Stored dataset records
....................

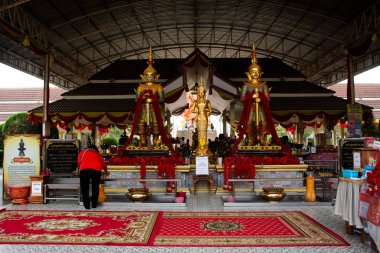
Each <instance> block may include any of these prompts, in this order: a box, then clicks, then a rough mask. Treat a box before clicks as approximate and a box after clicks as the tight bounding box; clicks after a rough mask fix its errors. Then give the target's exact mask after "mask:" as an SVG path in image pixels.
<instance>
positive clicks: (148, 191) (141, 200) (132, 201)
mask: <svg viewBox="0 0 380 253" xmlns="http://www.w3.org/2000/svg"><path fill="white" fill-rule="evenodd" d="M126 196H127V197H128V198H129V200H130V201H131V202H144V201H145V200H147V199H149V198H150V197H151V196H152V193H151V192H149V189H148V188H129V189H128V192H127V194H126Z"/></svg>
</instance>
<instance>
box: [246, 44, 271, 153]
mask: <svg viewBox="0 0 380 253" xmlns="http://www.w3.org/2000/svg"><path fill="white" fill-rule="evenodd" d="M248 70H249V72H246V73H245V74H246V75H247V77H248V81H247V82H244V85H243V89H242V92H241V96H240V100H241V101H243V102H244V101H245V99H246V96H247V95H248V94H249V93H250V92H251V91H252V90H254V94H253V97H252V98H253V99H254V100H255V106H254V107H253V106H252V107H251V111H250V114H249V120H248V126H247V131H246V133H245V134H246V135H247V137H248V141H249V143H248V145H249V146H253V145H255V144H265V143H266V139H265V138H266V135H267V134H268V133H269V130H268V123H267V120H266V116H265V112H264V110H263V106H262V104H261V99H260V97H259V93H263V94H264V95H265V96H266V97H267V98H268V100H269V89H268V86H267V85H266V83H265V82H262V81H261V80H260V78H261V76H262V74H263V73H264V72H261V67H260V65H258V64H257V58H256V50H255V45H253V46H252V64H251V65H250V66H249V69H248ZM253 122H255V124H253ZM253 125H255V128H254V127H253Z"/></svg>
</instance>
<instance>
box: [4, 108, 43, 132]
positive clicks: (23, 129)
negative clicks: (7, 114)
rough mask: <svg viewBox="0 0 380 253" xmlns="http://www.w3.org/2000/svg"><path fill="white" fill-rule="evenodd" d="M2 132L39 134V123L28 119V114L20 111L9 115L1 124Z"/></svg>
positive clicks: (39, 130)
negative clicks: (11, 115)
mask: <svg viewBox="0 0 380 253" xmlns="http://www.w3.org/2000/svg"><path fill="white" fill-rule="evenodd" d="M2 131H3V134H4V135H10V134H41V133H42V127H41V125H38V124H35V125H33V124H32V122H30V121H29V120H28V114H27V113H26V112H21V113H17V114H14V115H12V116H10V117H9V118H8V119H7V121H5V123H4V124H3V129H2Z"/></svg>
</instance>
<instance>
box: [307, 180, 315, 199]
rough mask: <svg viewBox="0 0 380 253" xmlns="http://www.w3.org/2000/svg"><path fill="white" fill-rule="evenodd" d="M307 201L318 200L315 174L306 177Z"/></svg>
mask: <svg viewBox="0 0 380 253" xmlns="http://www.w3.org/2000/svg"><path fill="white" fill-rule="evenodd" d="M305 201H306V202H315V201H316V194H315V187H314V177H313V176H307V177H306V195H305Z"/></svg>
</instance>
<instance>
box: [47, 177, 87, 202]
mask: <svg viewBox="0 0 380 253" xmlns="http://www.w3.org/2000/svg"><path fill="white" fill-rule="evenodd" d="M64 190H66V191H68V190H73V191H74V192H76V194H75V195H65V194H57V193H58V192H57V191H61V192H63V191H64ZM51 191H52V192H53V196H50V192H51ZM80 195H81V194H80V179H79V178H53V179H52V180H51V181H50V182H49V183H47V184H45V185H44V204H46V203H47V201H48V200H50V199H52V200H77V201H78V204H80Z"/></svg>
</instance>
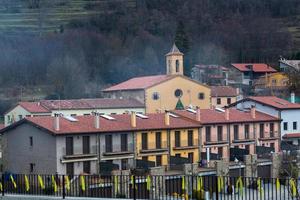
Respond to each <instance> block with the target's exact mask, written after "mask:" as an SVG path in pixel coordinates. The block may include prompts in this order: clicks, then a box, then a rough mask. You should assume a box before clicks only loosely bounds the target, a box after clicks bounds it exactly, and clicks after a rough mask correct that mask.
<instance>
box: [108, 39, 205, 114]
mask: <svg viewBox="0 0 300 200" xmlns="http://www.w3.org/2000/svg"><path fill="white" fill-rule="evenodd" d="M103 93H104V95H105V96H106V97H109V98H115V99H119V98H125V99H126V98H135V99H137V100H139V101H140V102H141V103H143V104H144V105H145V109H146V113H154V112H160V111H164V110H174V109H184V108H185V107H188V106H192V107H196V106H199V107H201V108H209V107H210V88H209V87H208V86H206V85H203V84H200V83H198V82H197V81H194V80H192V79H189V78H188V77H186V76H184V75H183V54H182V53H181V52H180V51H179V50H178V48H177V47H176V45H173V47H172V49H171V51H170V52H169V53H168V54H167V55H166V75H155V76H144V77H136V78H132V79H130V80H127V81H125V82H122V83H120V84H117V85H115V86H112V87H109V88H107V89H105V90H103Z"/></svg>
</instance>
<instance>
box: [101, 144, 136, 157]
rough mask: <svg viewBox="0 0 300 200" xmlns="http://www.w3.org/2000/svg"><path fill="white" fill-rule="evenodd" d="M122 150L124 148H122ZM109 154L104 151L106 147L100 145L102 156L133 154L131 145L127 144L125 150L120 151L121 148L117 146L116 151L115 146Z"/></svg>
mask: <svg viewBox="0 0 300 200" xmlns="http://www.w3.org/2000/svg"><path fill="white" fill-rule="evenodd" d="M123 148H124V147H123ZM111 150H112V151H110V152H107V151H106V145H102V151H104V152H103V153H102V155H103V156H121V155H131V154H133V144H132V143H130V144H127V148H125V149H122V146H121V145H120V146H118V148H117V149H116V148H115V146H112V147H111Z"/></svg>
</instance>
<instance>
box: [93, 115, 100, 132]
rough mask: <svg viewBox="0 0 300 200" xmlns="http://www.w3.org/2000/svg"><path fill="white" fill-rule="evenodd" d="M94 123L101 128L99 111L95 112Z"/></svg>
mask: <svg viewBox="0 0 300 200" xmlns="http://www.w3.org/2000/svg"><path fill="white" fill-rule="evenodd" d="M93 114H94V125H95V129H99V128H100V117H99V113H97V112H94V113H93Z"/></svg>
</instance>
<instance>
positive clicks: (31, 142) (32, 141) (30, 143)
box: [29, 136, 33, 147]
mask: <svg viewBox="0 0 300 200" xmlns="http://www.w3.org/2000/svg"><path fill="white" fill-rule="evenodd" d="M29 145H30V147H33V137H32V136H30V137H29Z"/></svg>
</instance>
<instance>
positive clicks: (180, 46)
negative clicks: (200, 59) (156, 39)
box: [175, 21, 192, 76]
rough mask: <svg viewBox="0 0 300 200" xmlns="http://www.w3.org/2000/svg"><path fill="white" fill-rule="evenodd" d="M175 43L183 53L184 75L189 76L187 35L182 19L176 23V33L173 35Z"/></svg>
mask: <svg viewBox="0 0 300 200" xmlns="http://www.w3.org/2000/svg"><path fill="white" fill-rule="evenodd" d="M175 44H176V46H177V47H178V49H179V50H180V51H181V52H182V53H184V63H183V65H184V74H185V75H186V76H190V73H191V67H192V66H191V63H190V56H189V50H190V44H189V38H188V35H187V34H186V32H185V26H184V23H183V22H182V21H180V22H179V23H178V25H177V30H176V35H175Z"/></svg>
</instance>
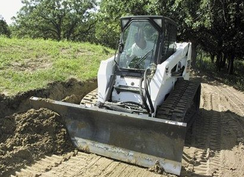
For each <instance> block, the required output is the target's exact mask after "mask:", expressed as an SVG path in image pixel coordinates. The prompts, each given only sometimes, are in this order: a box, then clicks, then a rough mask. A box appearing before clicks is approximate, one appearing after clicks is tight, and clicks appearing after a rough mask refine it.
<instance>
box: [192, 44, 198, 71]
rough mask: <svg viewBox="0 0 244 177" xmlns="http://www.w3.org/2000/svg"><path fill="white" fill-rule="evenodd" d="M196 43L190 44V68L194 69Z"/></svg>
mask: <svg viewBox="0 0 244 177" xmlns="http://www.w3.org/2000/svg"><path fill="white" fill-rule="evenodd" d="M196 48H197V43H196V42H195V41H193V42H192V55H191V66H192V68H195V67H196V59H197V51H196Z"/></svg>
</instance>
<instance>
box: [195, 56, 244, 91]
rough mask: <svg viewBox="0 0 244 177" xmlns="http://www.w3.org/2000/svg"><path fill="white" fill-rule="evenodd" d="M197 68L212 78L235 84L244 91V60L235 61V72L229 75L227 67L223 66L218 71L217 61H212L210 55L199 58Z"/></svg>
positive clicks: (234, 84)
mask: <svg viewBox="0 0 244 177" xmlns="http://www.w3.org/2000/svg"><path fill="white" fill-rule="evenodd" d="M196 69H197V70H198V71H201V72H202V73H203V74H205V75H209V76H211V78H213V79H215V80H218V81H220V82H221V83H224V84H227V85H229V86H233V87H234V88H236V89H238V90H241V91H244V75H243V73H244V72H243V71H244V61H243V60H237V59H236V60H235V61H234V74H233V75H229V74H228V71H227V68H226V67H225V68H222V69H221V71H220V72H219V71H217V69H216V66H215V63H212V62H211V59H210V57H209V56H204V57H202V58H200V57H199V58H197V66H196Z"/></svg>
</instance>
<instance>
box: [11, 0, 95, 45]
mask: <svg viewBox="0 0 244 177" xmlns="http://www.w3.org/2000/svg"><path fill="white" fill-rule="evenodd" d="M22 3H23V4H24V6H23V7H22V8H21V10H20V11H19V12H18V15H17V17H16V18H15V28H14V29H15V30H14V32H15V35H17V36H28V37H32V38H45V39H46V38H51V39H56V40H62V39H67V40H83V41H85V40H87V39H88V38H89V37H88V36H89V34H90V33H89V32H90V29H91V27H92V26H94V23H95V22H94V20H93V19H92V17H91V12H90V11H89V10H91V9H93V8H94V7H95V4H96V3H95V0H82V1H78V0H23V1H22Z"/></svg>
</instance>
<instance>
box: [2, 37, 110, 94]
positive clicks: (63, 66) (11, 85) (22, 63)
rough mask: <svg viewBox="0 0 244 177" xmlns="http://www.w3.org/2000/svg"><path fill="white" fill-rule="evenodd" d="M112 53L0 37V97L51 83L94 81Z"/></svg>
mask: <svg viewBox="0 0 244 177" xmlns="http://www.w3.org/2000/svg"><path fill="white" fill-rule="evenodd" d="M112 55H113V50H111V49H109V48H106V47H103V46H98V45H93V44H90V43H73V42H66V41H65V42H55V41H50V40H42V39H39V40H33V39H9V38H4V37H0V93H4V94H7V95H13V94H16V93H18V92H23V91H27V90H30V89H34V88H42V87H44V86H46V85H47V83H50V82H53V81H65V80H67V79H68V78H71V77H75V78H77V79H79V80H86V79H90V78H95V77H96V74H97V71H98V68H99V64H100V61H101V60H105V59H107V58H108V57H111V56H112Z"/></svg>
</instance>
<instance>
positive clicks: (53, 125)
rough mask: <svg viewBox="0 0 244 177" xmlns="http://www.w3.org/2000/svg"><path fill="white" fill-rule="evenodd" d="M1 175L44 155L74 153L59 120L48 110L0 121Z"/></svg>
mask: <svg viewBox="0 0 244 177" xmlns="http://www.w3.org/2000/svg"><path fill="white" fill-rule="evenodd" d="M0 127H1V129H0V176H8V175H9V174H11V171H12V170H16V169H18V168H21V167H23V166H24V165H25V164H30V163H32V162H33V161H35V160H38V159H39V158H40V157H42V156H44V155H51V154H63V153H66V152H70V151H72V150H74V147H73V145H72V142H71V140H70V138H69V135H68V133H67V131H66V129H65V124H64V120H63V119H62V117H61V116H60V115H59V114H57V113H55V112H53V111H50V110H48V109H44V108H42V109H39V110H34V109H30V110H28V111H27V112H25V113H22V114H13V115H11V116H7V117H5V118H3V119H0Z"/></svg>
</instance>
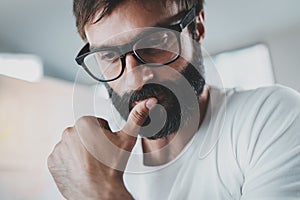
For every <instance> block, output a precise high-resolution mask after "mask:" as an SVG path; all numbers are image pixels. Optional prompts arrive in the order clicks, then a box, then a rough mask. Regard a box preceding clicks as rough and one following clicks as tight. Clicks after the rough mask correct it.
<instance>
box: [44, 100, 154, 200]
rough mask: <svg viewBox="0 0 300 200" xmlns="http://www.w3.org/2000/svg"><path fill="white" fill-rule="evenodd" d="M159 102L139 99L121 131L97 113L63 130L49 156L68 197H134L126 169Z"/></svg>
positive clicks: (120, 197) (114, 197)
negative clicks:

....................

### Task objective
Extract every line of the records that contains the string "output", treating uppercase and lowercase letters as distinct.

### Exercise response
For each <instance> block, the required output is the target's exact mask after "mask:", expressed as an SVG path in image pixel coordinates. The prompts, each given only sometimes, are in this order: a box, then clicks, then a rough mask. A box appearing before clicks is approximate, one appearing after clicks is tight, and clicks appearing after a rough mask refine it.
For every <instance> block, output a precise high-resolution mask after "mask:" as an SVG path; all numbers are image pixels. Optional prompts arrive in the order clicks, then a box, then a rough mask. Regard a box preceding clicks as rough and one following clicks as tight. Clicks after the rough mask correct it.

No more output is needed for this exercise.